**Work instruction**
Print the data below exactly, but only the lines from the one containing "Target: rear window" down to the one containing "Target: crumpled hood", inclusive.

Data records

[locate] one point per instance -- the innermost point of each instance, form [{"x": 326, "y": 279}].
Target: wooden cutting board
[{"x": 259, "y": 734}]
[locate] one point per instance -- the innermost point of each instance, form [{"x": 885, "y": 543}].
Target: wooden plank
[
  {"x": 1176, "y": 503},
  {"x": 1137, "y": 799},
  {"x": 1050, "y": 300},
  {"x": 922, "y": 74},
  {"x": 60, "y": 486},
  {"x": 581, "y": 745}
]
==
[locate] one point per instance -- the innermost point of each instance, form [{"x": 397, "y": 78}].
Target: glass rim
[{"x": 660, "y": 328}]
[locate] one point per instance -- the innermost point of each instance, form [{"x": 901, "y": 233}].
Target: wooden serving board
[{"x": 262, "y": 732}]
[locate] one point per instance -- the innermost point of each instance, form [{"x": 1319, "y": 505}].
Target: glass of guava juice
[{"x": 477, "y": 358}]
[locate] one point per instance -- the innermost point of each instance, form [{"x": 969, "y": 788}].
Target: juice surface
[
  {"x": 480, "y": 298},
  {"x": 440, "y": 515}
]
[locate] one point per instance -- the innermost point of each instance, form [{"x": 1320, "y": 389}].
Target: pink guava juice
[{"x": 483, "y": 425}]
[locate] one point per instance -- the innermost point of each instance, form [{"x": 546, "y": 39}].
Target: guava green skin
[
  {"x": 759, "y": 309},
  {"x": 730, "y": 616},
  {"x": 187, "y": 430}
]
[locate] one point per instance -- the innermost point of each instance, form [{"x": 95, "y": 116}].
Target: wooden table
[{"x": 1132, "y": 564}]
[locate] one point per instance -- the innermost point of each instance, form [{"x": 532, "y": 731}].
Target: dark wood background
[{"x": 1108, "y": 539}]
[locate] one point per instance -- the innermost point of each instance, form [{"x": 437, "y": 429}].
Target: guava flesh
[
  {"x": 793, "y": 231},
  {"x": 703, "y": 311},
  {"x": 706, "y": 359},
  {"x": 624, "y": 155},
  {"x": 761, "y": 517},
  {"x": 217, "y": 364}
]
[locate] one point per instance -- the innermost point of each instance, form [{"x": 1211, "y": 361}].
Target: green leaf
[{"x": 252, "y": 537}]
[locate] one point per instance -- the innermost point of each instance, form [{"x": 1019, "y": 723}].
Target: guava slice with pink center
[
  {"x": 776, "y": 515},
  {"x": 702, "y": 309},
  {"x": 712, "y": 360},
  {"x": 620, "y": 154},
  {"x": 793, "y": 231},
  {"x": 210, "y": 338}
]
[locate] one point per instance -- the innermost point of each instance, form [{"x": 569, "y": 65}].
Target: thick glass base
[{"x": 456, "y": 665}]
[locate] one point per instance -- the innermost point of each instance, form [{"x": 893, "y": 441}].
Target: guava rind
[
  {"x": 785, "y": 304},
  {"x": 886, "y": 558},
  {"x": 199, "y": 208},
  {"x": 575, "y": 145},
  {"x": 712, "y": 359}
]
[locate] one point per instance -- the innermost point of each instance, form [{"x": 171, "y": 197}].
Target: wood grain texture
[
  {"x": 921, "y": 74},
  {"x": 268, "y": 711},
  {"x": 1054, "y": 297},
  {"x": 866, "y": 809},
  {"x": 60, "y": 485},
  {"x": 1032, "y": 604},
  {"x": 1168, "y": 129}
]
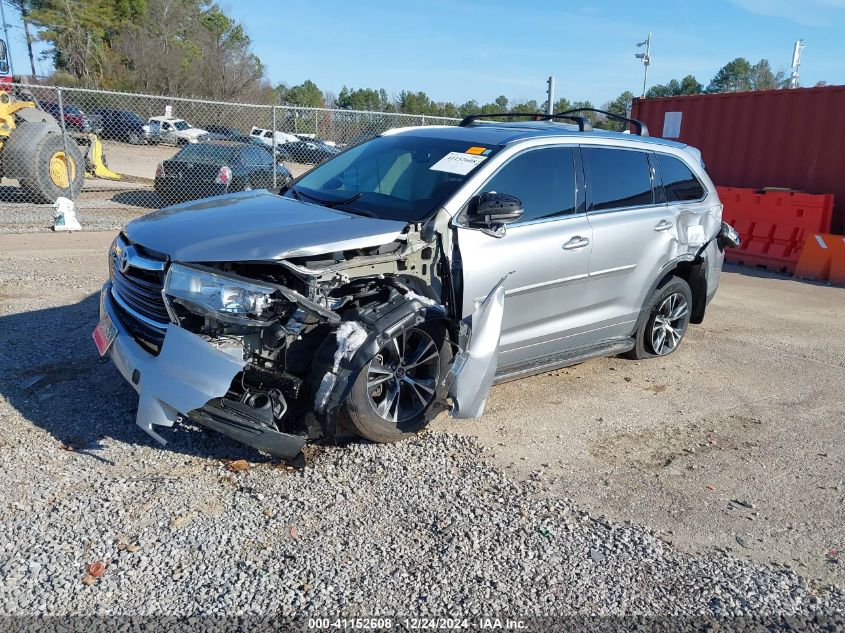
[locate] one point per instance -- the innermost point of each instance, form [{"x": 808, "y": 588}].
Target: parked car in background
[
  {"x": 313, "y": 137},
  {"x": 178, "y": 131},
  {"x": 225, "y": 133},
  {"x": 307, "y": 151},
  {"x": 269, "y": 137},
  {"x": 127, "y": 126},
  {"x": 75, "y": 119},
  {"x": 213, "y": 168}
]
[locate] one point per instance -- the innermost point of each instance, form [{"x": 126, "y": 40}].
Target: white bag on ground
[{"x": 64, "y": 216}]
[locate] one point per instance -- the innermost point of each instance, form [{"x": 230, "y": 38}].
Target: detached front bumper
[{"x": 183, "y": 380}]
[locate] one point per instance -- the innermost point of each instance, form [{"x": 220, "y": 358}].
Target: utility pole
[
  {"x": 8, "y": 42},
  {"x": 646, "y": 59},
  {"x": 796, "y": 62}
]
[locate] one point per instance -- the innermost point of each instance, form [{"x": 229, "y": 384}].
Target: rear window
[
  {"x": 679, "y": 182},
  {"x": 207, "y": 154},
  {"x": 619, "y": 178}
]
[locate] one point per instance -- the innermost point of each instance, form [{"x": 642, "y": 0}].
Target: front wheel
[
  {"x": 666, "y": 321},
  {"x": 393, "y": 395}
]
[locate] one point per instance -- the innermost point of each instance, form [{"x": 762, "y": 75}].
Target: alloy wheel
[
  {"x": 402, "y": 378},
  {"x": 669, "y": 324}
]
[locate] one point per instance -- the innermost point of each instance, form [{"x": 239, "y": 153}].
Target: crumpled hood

**Finished exercise**
Target: rear window
[
  {"x": 679, "y": 182},
  {"x": 207, "y": 154},
  {"x": 619, "y": 178}
]
[locate] one point per instance -- the innermost point of each instance, form [{"x": 642, "y": 0}].
Target: front wheel
[
  {"x": 666, "y": 321},
  {"x": 393, "y": 395}
]
[locate] one point per instance -- the innermost point of each instance, form [{"x": 762, "y": 75}].
Target: alloy wheel
[
  {"x": 402, "y": 378},
  {"x": 669, "y": 324}
]
[locate] one point per instance -- the innermost point of each instance, form [{"x": 239, "y": 153}].
Target: crumpled hood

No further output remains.